SUPPLIED ENTRIES:

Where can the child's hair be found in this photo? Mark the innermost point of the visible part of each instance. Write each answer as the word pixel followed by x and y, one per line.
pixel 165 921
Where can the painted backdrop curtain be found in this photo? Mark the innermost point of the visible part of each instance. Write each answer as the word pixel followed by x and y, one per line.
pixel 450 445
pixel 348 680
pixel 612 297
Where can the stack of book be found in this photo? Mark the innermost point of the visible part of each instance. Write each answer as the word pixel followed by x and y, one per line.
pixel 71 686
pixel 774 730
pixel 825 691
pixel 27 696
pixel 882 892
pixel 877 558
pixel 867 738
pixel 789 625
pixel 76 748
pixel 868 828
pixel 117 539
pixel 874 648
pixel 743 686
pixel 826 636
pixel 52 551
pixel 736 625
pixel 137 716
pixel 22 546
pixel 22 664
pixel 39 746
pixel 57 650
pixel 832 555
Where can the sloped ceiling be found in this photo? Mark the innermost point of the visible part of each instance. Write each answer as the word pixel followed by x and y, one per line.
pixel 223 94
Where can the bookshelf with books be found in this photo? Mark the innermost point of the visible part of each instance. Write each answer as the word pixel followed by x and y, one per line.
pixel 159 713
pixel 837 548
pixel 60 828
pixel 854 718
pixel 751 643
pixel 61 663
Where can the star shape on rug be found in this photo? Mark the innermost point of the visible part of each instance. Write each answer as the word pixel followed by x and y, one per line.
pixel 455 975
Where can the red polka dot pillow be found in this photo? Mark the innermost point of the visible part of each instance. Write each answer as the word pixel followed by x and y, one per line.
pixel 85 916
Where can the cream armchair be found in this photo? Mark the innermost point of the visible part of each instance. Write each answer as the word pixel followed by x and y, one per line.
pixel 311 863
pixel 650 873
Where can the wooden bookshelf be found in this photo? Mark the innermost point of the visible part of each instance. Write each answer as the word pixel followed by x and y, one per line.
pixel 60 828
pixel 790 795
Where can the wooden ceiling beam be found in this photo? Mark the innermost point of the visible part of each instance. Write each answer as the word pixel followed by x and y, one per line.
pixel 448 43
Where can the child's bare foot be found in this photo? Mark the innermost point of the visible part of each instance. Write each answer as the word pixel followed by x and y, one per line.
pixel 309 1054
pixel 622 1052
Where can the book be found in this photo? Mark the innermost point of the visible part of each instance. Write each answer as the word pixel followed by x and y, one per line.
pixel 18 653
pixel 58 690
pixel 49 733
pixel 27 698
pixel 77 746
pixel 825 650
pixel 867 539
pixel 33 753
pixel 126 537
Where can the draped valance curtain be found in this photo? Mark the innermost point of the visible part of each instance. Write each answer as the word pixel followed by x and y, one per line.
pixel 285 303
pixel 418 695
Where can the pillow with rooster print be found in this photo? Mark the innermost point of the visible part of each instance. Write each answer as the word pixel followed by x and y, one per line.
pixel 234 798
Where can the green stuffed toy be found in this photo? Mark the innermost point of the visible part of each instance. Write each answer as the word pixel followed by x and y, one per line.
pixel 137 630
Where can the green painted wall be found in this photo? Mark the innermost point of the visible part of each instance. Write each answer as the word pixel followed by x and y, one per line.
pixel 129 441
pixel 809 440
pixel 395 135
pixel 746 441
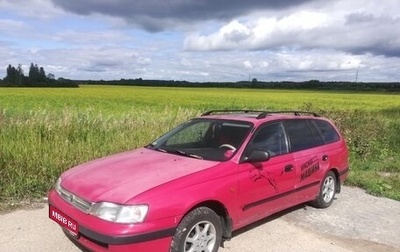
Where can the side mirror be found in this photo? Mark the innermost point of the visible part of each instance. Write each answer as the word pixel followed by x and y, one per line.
pixel 258 156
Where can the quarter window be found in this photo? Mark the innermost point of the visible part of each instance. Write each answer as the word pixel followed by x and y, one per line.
pixel 327 131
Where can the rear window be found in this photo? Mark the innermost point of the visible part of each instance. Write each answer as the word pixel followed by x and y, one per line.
pixel 328 133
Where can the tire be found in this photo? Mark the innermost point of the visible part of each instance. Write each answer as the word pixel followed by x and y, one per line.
pixel 327 191
pixel 199 231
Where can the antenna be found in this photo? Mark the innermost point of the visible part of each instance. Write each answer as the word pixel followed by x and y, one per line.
pixel 357 73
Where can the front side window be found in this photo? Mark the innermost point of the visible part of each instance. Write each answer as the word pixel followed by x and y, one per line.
pixel 270 138
pixel 210 139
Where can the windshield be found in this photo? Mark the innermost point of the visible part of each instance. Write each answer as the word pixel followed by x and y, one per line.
pixel 209 139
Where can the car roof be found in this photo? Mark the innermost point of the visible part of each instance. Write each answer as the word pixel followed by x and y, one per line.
pixel 257 115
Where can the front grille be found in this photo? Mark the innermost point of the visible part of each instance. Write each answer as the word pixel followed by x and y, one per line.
pixel 78 202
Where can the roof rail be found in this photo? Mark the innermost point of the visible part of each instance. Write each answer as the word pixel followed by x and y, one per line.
pixel 294 112
pixel 262 113
pixel 231 111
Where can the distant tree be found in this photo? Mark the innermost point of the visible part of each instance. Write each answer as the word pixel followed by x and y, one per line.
pixel 42 75
pixel 15 76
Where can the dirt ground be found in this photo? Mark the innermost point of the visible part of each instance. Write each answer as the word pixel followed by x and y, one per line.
pixel 356 221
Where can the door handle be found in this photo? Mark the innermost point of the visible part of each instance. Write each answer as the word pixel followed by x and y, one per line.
pixel 288 168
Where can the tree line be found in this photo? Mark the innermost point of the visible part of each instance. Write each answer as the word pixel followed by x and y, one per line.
pixel 36 78
pixel 254 83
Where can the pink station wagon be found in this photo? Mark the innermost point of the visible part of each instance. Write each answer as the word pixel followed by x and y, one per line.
pixel 195 185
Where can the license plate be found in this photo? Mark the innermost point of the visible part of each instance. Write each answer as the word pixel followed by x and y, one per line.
pixel 63 220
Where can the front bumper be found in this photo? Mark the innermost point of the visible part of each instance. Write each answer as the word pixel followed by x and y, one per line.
pixel 99 235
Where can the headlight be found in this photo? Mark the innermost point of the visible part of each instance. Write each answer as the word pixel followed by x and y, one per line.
pixel 119 213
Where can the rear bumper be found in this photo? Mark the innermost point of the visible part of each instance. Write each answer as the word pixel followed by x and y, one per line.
pixel 99 235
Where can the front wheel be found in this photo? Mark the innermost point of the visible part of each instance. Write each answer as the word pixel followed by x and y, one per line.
pixel 327 191
pixel 199 231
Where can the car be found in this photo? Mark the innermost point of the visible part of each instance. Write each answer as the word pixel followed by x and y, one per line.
pixel 191 188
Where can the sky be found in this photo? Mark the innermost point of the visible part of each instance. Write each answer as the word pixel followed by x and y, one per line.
pixel 204 40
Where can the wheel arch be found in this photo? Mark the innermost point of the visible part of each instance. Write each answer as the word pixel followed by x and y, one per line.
pixel 221 211
pixel 337 178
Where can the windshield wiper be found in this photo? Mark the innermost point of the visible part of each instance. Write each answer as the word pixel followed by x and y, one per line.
pixel 153 147
pixel 187 154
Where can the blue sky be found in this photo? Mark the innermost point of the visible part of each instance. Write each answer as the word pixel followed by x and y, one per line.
pixel 208 40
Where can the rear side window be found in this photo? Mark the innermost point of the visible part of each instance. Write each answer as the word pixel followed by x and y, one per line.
pixel 300 135
pixel 328 133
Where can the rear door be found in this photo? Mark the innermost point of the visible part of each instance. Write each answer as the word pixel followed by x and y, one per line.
pixel 266 187
pixel 310 158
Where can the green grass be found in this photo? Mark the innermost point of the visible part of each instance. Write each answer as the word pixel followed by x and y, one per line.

AIM: What you return should match the records above word for word, minus the pictures.

FINAL RESULT:
Where can the child's hair be found in this photo? Mark the innermost point of the visible part of each instance. Write each answer as the word pixel followed by x and y, one per line.
pixel 165 921
Where can the painted backdrop curtain be found in this photo? Mark the innermost point of the visible part of each instance. Write each answer as the word pixel followed by x and y, one per line.
pixel 450 445
pixel 348 680
pixel 612 297
Where can the stack of book be found in this photo? Mark the innermost point of the visible part of each instance. Write each answer as the word pixel followed by x and y, one per line.
pixel 71 686
pixel 774 730
pixel 825 691
pixel 27 696
pixel 882 892
pixel 877 558
pixel 867 738
pixel 789 625
pixel 76 748
pixel 868 828
pixel 117 539
pixel 874 648
pixel 743 686
pixel 826 636
pixel 52 551
pixel 736 625
pixel 137 716
pixel 22 546
pixel 22 664
pixel 39 746
pixel 57 650
pixel 832 555
Where can the sloped ceiling be found in this photo? Mark the innermost point of the visible part of each instance. Write each answer as the word pixel followed by x and y, one per line.
pixel 223 94
Where can the bookshelf with books be found in this photo? Mark the innermost point of the visible part of each instance. Write each answer as the word pixel followed by x and y, one per line.
pixel 159 713
pixel 837 548
pixel 60 828
pixel 854 718
pixel 751 643
pixel 61 663
Where can the star shape on rug be found in this photo? Mark the innermost point of the visible part of each instance. Write each answer as the word pixel followed by x and y, one per line.
pixel 455 975
Where can the red polka dot pillow be found in this photo? Mark the innermost point of the visible part of each instance. Write each answer as the word pixel followed by x and y, one per line.
pixel 85 916
Where can the cream armchair be found in this photo? Mark the innermost point of the visible part of each instance. Write each answer as the word pixel followed by x and y, one per line.
pixel 311 863
pixel 650 873
Where can the wooden bookshelf be found in this photo? Mark the innermost point of the visible part of each instance. Write each answer as the word pixel followed by x and y, one per line.
pixel 60 828
pixel 790 795
Where can the wooden ceiling beam be found in this photo? Mark the innermost point of the visible part of each instance. Write each answer as the word pixel followed by x and y, one per line.
pixel 448 43
Where can the child's bare foot be found in this photo? Mark the innermost point of the visible part of each instance. Write each answer as the word pixel followed by x and y, one per line.
pixel 309 1054
pixel 622 1052
Where can the book be found in this photo? Mark the innermost point of the visible part of each instance. Write each answer as the word pixel followed by x and y, one per line.
pixel 18 653
pixel 58 690
pixel 49 733
pixel 27 698
pixel 77 746
pixel 825 650
pixel 867 539
pixel 33 753
pixel 126 537
Where can the draped valance curtain be found in this photo? Mark the innermost point of the visible part of each instance. Write each answer as the word pixel followed by x and y, one per line.
pixel 285 303
pixel 418 695
Where can the pillow with rooster print be found in this photo? Mark the innermost point of the visible part of each instance. Write each answer as the word pixel followed by x and y, one per line.
pixel 234 798
Where can the green stuffed toy be found in this photo? Mark the innermost point of the visible part of each instance. Write each answer as the word pixel followed by x and y, one per line.
pixel 137 630
Where can the green painted wall be found in this photo? Mark the innermost point of the visible part of each instance. Write each answer as the word pixel followed by x and y, one per line.
pixel 129 441
pixel 809 440
pixel 395 135
pixel 746 441
Where can the side mirror be found in this photo? Mark the innermost point of the visible part of each instance. Write each answer as the word pixel followed by x and y, one per line.
pixel 258 156
Where can the quarter window be found in this photo? Mark the innermost point of the visible part of each instance. Write each answer as the word pixel followed by x and y, one per line.
pixel 327 131
Where can the rear window be found in this photo? Mark the innermost point of the visible part of each instance. Write each answer as the word pixel followed by x and y, one per line.
pixel 328 133
Where can the tire be found in this photo? Mark the innermost point of the visible part of each instance. Write each answer as the word pixel followed by x and y, one per line.
pixel 327 191
pixel 199 231
Where can the antenna be found in this photo? Mark the innermost point of the visible part of each instance. Write each answer as the word pixel followed by x and y, one per line.
pixel 357 73
Where can the front side window be found in this photo? Mark the innermost point of the visible part of each instance. Write each answer as the word pixel followed by x and y, one per line.
pixel 270 138
pixel 210 139
Where can the windshield be found in this photo? Mark the innermost point of the visible part of each instance. Write each answer as the word pixel followed by x and y, one per line.
pixel 209 139
Where can the car roof be found in this photo? Mark the innermost point of the visible part of each instance. Write each answer as the word pixel followed by x and y, one per line.
pixel 257 115
Where can the front grille be found in this photo? Mark the innermost point of the visible part of each instance. Write each answer as the word pixel followed by x and y, one per line.
pixel 78 202
Where can the roof rail be found in this photo? Mark the innermost point of the visible part of each instance. Write each answer as the word pixel followed by x and y, one per line.
pixel 294 112
pixel 262 113
pixel 231 111
Where can the distant tree be found in this photo? Mark the innermost point of the visible part of each instance. Write each answer as the word pixel followed by x and y, one per line.
pixel 42 75
pixel 15 76
Where can the dirt ground be found in this photo? Mark the innermost point of the visible part of each instance. Write each answer as the word pixel followed by x and y, one per line.
pixel 356 221
Where can the door handle be found in this photo? Mark the innermost point of the visible part of each instance. Write each answer as the word pixel followed by x and y, one per line.
pixel 288 168
Where can the tree line be found in this photo? Mark the innermost point of the visible part of each instance. Write each answer as the word pixel followed by x and y, one per line.
pixel 36 78
pixel 254 83
Where can the pink station wagon be found in this photo? Mark the innermost point of the visible part of each instance. Write each answer as the word pixel followed by x and y, one per line.
pixel 195 185
Where can the license plate be found in this photo? Mark the innermost point of the visible part of each instance. Write each answer as the word pixel followed by x and y, one per line.
pixel 63 220
Where can the front bumper be found in this photo? Mark the innermost point of the visible part of each instance. Write each answer as the word pixel followed by x and y, one per line.
pixel 99 235
Where can the headlight be found in this photo? Mark the innermost point of the visible part of each instance. Write each answer as the word pixel followed by x and y, one per line.
pixel 119 213
Where can the rear bumper be found in this photo? Mark the innermost point of the visible part of each instance. Write each answer as the word pixel followed by x and y, one per line.
pixel 99 235
Where can the front wheel be found in this photo? Mark the innermost point of the visible part of each instance. Write each answer as the word pixel followed by x and y, one per line.
pixel 327 191
pixel 199 231
Where can the car be found in this photo? Mark the innermost point of the visible part of each instance. Write each answer as the word pixel followed by x and y, one per line.
pixel 191 188
Where can the sky be found in this photo? Mark the innermost point of the visible part of each instance. Write each answer as the word pixel followed by x and y, one per line.
pixel 204 40
Where can the wheel arch be found in this photo? Mark the innermost point of the visible part of each instance. Write each answer as the word pixel followed by x and y, one per line.
pixel 221 211
pixel 337 178
Where can the windshield wiper be found in this photo? Mark the innermost point of the visible part of each instance. Write each answer as the word pixel followed by x and y, one per line.
pixel 153 147
pixel 187 154
Where can the blue sky be found in this photo? Mark the innermost point of the visible part of each instance. Write each answer as the word pixel followed by x and y, one per line.
pixel 208 40
Where can the rear side window be found in this photo? Mark the innermost point of the visible part of each instance. Write each answer as the word pixel followed by x and y, one per line.
pixel 300 135
pixel 328 133
Where can the rear door be found in this photo? Mark the innermost point of the visible part of each instance. Write each answer as the word pixel followed by x and y, one per line.
pixel 266 187
pixel 310 158
Where can the green grass be found in this photo? Mark the innermost point of the visible part of each instance. Write each answer as the word pixel followed by x and y, one per line.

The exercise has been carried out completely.